● **QUOTED PASSAGE**:
/---

We hadn’t paid much attention to the Pattern Stone on our first visit. The concrete replica stands where the original carved stone was once erected, close to the back ‘window’ of Bryn Celli Ddu. Sighting along the top edge of the stone, it seemed to be in direct line with an orphaned stone in the next field and we already knew that the tomb was part of a much larger area of ancient reverence. A large, natural outcrop also stands close by and we wondered what significance it would have had for our ancestors.
The curious thing was that the Pattern Stone, like the back ‘window’, would have had to have been buried inside the original mound which was much larger than the current reconstruction. Not in a chamber, but in the earth itself. If it was a sighting stone, then who was looking? And for whom were the strange patterns carved and why, if no-one could see them? Yet again, as we have seen before at such sites, it seemed as if those who resided within the hollow hill were believed to be able to see in ways not open to living, human eyes.
The back ‘window’ was never designed to let in earthly light. It too would have been within the mound. What was it supposed to let in…or out? In every nook cranny between the stones there are limpet shells and pieces of quartz, echoing the finds, thousands of years old, of the offerings our ancestors once left there. It gives a strange sense of vibrancy and continuity to the place, yet again we have to question. Were these gifts or marks of respect to the dead? A symbolic offering of food, as we know that limpets were a food source for the islanders? Were they offered to the departed or to the gods or spirits of the place into whose company the dead had passed?

\---

● **SOURCE DATA**:

/---

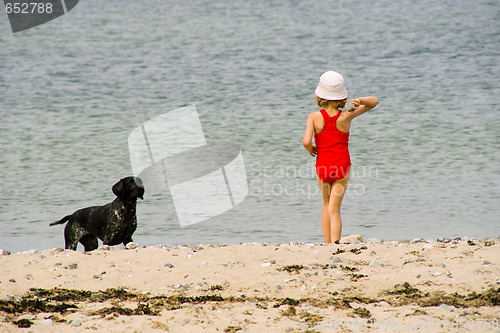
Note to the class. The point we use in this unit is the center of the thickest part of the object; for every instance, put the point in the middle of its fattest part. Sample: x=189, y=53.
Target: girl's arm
x=307, y=141
x=361, y=105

\---

● **CHALLENGE**: Please write what comes next in the passage about Bryn Celli Ddu, picking up after its final sentence. The listing isn't needed for this.

● **ANSWER TO THIS PROBLEM**:
Walking around the mound, we couldn’t help being struck by the shape of the distant hills. Even though the reconstructed mound is smaller than the original, it is still the same basic shape…and the same shape as the hills on the mainland too. Was this coincidental or another example of the shadowing we and others have noted at these sites?
We had seen all these things on our first visit, but they had not registered. This is one of the reasons we always need to go back…though usually not so soon. The ancient sites can be overwhelming and several visits are needed to take note of the details, let alone begin to ponder them and get a real feel for the site. Like the tiny row of stones, poking up through the grass before the entrance. Seen but not registered. Was this, we wondered, where the young ox had been buried? And was that a sacrifice? It seems likely. A whole ox would be a significant sacrifice too, perhaps reflecting how important the site, or its occupants, may have been.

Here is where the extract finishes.